#### PASSAGE
________________

She knows that the ants are divided into many levels depends on ability, also, she finds the number of each level will change.

Now, she will give two kinds of operations as follow :

First, "p a b", the number of ants in level a change to b.

Second, "q x", it means if the ant‘s ability is rank xth in all ants, what level will it in?

Input

There are multi-cases, and you should use EOF to check whether it is in the end of the input. The first line is an integer n, means the number of level. (1 <= n <= 100000). The second line follows n integers, the ith integer means the number in level i. The third line is an integer k, means the total number of operations. Then following k lines, each line will be "p a b" or "q x", and 1 <= x <= total ants, 1 <= a <= n, 0 <= b. What‘s more, the total number of ants won‘t exceed 2000000000 in any time.

Output

Output each query in order, one query each line.

________________

#### Rows from an object pointing dataset
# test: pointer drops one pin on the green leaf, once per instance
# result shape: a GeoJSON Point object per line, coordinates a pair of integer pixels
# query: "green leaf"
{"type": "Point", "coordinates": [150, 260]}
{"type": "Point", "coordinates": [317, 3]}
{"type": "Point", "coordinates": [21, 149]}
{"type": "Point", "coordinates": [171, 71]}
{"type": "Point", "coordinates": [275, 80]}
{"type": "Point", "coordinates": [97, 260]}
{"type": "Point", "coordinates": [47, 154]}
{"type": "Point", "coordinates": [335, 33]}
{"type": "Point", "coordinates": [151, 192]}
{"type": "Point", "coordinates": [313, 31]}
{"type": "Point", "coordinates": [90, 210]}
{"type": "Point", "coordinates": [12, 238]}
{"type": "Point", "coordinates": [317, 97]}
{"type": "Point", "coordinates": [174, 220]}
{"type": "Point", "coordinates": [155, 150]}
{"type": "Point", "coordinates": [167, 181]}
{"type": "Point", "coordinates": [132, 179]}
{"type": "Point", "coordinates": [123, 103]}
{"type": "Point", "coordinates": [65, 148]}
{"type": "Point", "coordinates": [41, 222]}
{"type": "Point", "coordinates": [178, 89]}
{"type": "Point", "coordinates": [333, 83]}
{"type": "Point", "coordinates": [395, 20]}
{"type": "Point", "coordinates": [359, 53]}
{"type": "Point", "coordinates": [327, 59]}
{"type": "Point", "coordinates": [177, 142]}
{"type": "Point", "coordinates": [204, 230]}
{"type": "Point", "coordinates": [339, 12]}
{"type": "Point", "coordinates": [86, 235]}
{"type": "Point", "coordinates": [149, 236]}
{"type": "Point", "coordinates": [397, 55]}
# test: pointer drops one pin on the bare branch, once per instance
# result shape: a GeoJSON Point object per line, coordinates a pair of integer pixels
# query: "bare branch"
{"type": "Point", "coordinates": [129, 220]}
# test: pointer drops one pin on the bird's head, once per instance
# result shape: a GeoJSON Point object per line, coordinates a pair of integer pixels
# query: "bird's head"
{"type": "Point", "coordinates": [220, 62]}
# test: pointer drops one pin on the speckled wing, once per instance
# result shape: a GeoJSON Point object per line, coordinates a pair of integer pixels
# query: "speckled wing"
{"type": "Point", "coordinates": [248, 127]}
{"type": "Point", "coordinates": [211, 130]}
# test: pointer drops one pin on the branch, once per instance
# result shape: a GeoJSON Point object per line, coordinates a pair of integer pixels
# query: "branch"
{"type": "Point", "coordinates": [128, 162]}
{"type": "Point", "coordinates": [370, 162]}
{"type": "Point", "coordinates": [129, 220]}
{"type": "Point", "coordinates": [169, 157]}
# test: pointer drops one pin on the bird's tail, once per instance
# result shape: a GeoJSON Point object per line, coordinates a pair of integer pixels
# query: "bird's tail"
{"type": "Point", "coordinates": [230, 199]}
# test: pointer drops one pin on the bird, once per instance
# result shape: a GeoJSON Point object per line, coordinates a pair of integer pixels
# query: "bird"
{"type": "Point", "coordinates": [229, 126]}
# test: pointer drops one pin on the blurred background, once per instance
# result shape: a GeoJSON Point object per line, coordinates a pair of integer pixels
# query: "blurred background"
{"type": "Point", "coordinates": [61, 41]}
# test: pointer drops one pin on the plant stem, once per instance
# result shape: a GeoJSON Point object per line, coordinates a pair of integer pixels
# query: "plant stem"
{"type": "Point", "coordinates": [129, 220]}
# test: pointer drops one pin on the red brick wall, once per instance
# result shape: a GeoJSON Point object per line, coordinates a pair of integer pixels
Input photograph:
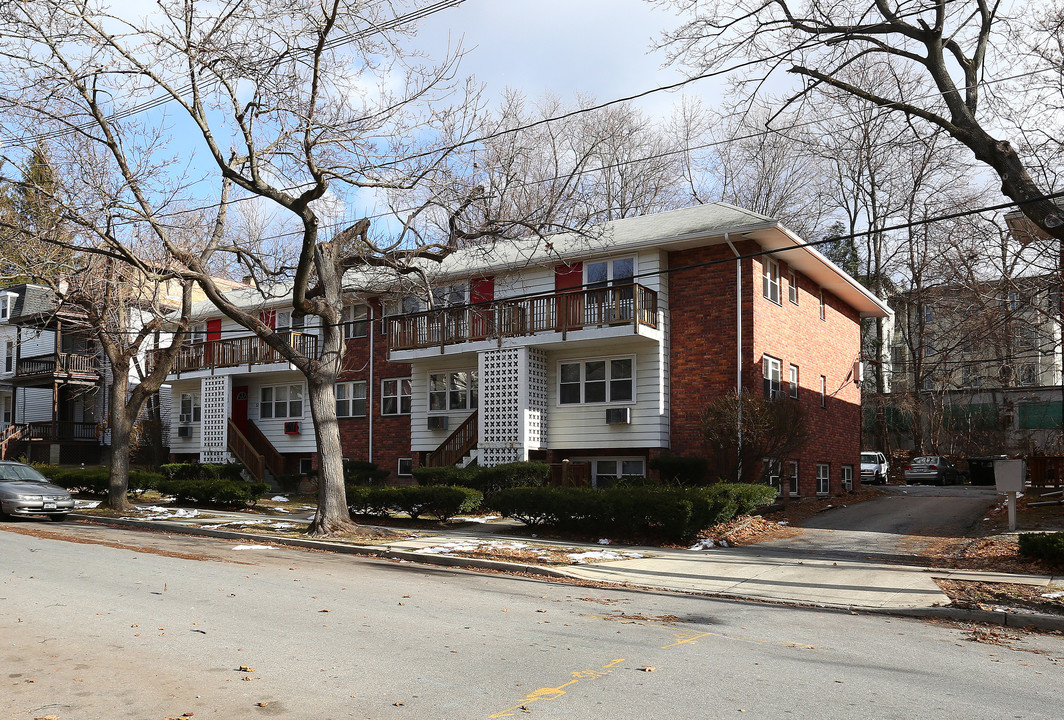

________________

For each statement, say yes or no on whether it agrees with the ant-level problem statement, and quote the deciding words: (a) the number of levels can be as large as 100000; (b) the total number of ants may go above 2000000000 at some point; (c) all query results are printed together on one line.

#### COMPLETE RESPONSE
(a) Yes: "(1 <= n <= 100000)"
(b) No: "the total number of ants won‘t exceed 2000000000 in any time"
(c) No: "one query each line"